• [Dataset records]
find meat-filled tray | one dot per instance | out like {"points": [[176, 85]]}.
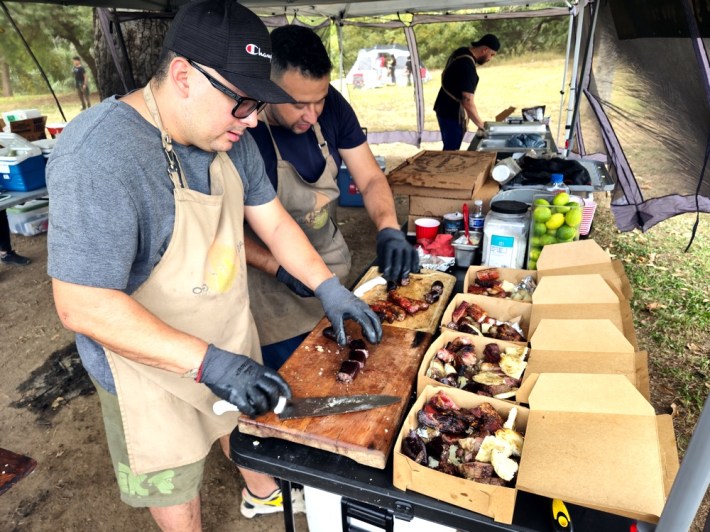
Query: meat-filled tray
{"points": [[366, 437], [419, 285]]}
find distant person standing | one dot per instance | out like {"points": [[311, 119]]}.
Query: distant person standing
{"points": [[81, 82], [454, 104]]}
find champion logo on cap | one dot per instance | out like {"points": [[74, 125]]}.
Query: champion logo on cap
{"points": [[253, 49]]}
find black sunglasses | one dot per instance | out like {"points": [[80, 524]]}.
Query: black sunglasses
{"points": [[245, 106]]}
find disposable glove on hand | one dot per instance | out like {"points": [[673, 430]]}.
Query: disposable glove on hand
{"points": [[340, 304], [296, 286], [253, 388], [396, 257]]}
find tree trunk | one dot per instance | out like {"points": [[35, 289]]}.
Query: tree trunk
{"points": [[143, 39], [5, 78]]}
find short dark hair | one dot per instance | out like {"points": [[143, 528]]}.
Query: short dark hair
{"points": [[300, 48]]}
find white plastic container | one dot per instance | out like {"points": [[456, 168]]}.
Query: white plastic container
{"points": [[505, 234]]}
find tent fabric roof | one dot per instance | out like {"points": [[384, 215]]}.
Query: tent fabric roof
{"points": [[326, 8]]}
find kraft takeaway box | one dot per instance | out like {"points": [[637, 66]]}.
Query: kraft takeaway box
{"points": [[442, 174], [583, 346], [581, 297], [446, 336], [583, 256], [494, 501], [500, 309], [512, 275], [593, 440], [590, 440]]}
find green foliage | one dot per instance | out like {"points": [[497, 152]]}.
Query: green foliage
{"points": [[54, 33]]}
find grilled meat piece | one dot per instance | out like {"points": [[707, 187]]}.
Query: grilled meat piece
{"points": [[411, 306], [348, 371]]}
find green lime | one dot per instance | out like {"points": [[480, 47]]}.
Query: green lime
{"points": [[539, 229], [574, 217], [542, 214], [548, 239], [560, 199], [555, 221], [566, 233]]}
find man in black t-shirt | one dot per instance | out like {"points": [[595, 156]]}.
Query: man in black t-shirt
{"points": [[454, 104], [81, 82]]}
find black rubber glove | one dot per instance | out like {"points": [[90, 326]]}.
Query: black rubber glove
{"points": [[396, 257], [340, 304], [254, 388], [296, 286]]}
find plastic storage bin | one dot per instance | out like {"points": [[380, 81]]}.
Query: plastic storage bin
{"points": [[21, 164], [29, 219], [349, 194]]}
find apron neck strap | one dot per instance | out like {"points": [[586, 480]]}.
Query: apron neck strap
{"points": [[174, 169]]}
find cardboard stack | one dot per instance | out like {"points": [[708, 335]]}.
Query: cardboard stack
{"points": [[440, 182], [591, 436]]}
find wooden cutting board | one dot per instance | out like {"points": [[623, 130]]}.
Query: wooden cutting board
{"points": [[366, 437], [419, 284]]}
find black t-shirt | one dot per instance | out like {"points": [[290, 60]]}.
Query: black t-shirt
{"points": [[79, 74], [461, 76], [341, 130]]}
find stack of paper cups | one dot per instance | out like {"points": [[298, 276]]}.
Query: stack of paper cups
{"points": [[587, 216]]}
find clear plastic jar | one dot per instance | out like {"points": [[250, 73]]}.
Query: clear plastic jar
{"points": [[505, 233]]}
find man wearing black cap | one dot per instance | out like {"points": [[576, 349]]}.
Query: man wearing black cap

• [Problem description] Copy the lines above word for word, starting at the line with "find clear plastic" and continuing through the last line, both ends included.

• [Complete answer]
find clear plastic jar | one dot per instance | out like {"points": [[250, 73]]}.
Query: clear plastic jar
{"points": [[505, 233]]}
find man wearing black cap | one dot per instance | out like {"points": [[576, 349]]}.
Query: man wearing black cap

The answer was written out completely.